Page extract
•••••

Five years later, the case went to trial before a jury, which ruled in favor of the cops and the city. Taylor’s attorney, Blake Zaccagnino of the firm Shaw & Shaw, filed a post-trial motion asking DelMonte to set aside the jury’s decision, arguing that the jury’s verdict was contrary to the weight of the evidence.

In overturning the verdict, the judge wrote the cops “knew the plaintiff was entirely within his constitutional rights to videotape” police activity at the scene of the shooting. He said the city’s attorneys failed to provide evidence that Taylor’s presence harassed or discomfited anyone — except perhaps Moriarity and Bridgett, who “did express their own personal internal distaste for what the plaintiff was doing,” DelMonte wrote.

“[T]here was no legally legitimate basis for any ‘reasonably prudent person’ to find or believe that probable cause existed to confront the plaintiff and place him under arrest,” DelMonte concluded.

•••••

Listed entries
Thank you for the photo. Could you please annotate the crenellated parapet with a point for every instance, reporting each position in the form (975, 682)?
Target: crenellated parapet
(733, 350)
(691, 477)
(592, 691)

•••••

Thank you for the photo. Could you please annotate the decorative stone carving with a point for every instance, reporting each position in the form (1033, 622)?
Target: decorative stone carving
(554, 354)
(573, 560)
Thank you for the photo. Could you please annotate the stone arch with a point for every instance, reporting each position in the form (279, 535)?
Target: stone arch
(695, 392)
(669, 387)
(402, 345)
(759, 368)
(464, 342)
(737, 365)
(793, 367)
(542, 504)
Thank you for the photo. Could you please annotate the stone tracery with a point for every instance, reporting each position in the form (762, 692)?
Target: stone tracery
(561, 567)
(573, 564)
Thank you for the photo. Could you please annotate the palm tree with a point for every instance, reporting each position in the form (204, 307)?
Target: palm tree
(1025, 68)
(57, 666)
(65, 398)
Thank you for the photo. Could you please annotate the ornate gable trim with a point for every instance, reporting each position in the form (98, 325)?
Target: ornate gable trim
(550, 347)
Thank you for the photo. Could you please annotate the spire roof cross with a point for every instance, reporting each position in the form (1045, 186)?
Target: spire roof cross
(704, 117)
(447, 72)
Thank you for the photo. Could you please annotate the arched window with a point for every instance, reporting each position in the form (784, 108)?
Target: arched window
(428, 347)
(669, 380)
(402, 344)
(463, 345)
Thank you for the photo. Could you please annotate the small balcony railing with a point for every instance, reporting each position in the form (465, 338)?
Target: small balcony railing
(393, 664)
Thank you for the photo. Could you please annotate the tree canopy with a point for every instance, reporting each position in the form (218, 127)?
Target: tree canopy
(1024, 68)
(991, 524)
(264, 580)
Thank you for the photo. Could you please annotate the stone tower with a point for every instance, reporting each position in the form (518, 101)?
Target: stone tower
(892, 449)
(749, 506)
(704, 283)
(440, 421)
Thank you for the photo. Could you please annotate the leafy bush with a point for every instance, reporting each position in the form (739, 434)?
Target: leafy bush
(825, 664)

•••••

Your goal
Answer these questions about the excerpt on the court ruling above the entries:
(a) Which firm is Taylor's attorney, Blake Zaccagnino, with?
(b) Whom does DelMonte name as having expressed "their own personal internal distaste" for what the plaintiff was doing?
(c) What did DelMonte conclude there was no legally legitimate basis for a "reasonably prudent person" to find or believe?

Answer space
(a) Shaw & Shaw.
(b) Moriarity and Bridgett.
(c) That probable cause existed to confront the plaintiff and place him under arrest.